** START **

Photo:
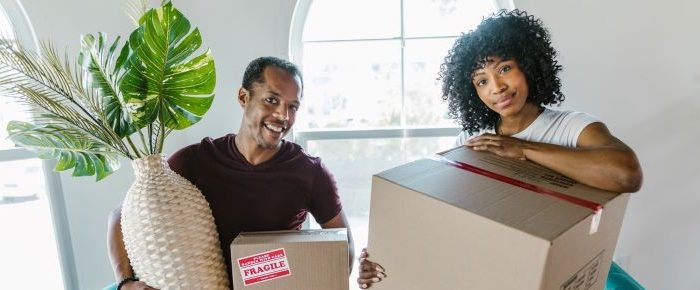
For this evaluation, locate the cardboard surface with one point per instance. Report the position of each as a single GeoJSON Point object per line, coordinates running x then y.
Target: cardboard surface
{"type": "Point", "coordinates": [307, 259]}
{"type": "Point", "coordinates": [437, 226]}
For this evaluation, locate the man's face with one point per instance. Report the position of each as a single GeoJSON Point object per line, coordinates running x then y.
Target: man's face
{"type": "Point", "coordinates": [270, 107]}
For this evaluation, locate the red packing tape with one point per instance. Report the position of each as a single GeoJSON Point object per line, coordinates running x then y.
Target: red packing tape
{"type": "Point", "coordinates": [471, 168]}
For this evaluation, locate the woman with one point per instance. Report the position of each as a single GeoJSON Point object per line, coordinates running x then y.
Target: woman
{"type": "Point", "coordinates": [497, 80]}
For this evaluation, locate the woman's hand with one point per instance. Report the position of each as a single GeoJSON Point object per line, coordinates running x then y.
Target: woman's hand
{"type": "Point", "coordinates": [370, 272]}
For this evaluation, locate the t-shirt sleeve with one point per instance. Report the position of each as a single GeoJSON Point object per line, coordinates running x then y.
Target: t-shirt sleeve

** END **

» **What is being asked**
Format the lines above as a JSON list of strings, one string per line, with blank lines omitted. Leave the pictures out.

» **Finished task**
[
  "Photo:",
  "For this evaluation, locate the cardboard surface with one point per instance. Report the position of each as a single GeoJSON Point object per line, coordinates running x then y.",
  "Target: cardboard surface",
  "{\"type\": \"Point\", \"coordinates\": [307, 259]}",
  "{\"type\": \"Point\", \"coordinates\": [437, 226]}",
  "For this evaluation, locate the man's face with one point per instance. Report the position of each as a single GeoJSON Point object per line, coordinates running x then y.",
  "Target: man's face",
  "{\"type\": \"Point\", \"coordinates\": [270, 107]}",
  "For this evaluation, locate the red packing tape with one point per instance. Report the position of each as a single GeoJSON Point object per line, coordinates running x then y.",
  "Target: red packing tape",
  "{\"type\": \"Point\", \"coordinates\": [471, 168]}",
  "For this evaluation, locate the woman with one point per instance. Report the position of each as a single GeoJSON Point object per line, coordinates running x then y.",
  "Target: woman",
  "{\"type\": \"Point\", \"coordinates\": [497, 80]}",
  "For this evaluation, locate the woman's hand with one point per instance. Report the position of each as a single GeoJSON Point object per line, coordinates running x then y.",
  "Target: woman's hand",
  "{\"type\": \"Point\", \"coordinates\": [370, 272]}",
  "For this evaluation, locate the t-shirt sleeve with one point per instance. Report the position of each as a single GeoJSON Point object per line, coordinates running x then y.",
  "Target: t-shirt sleeve"
]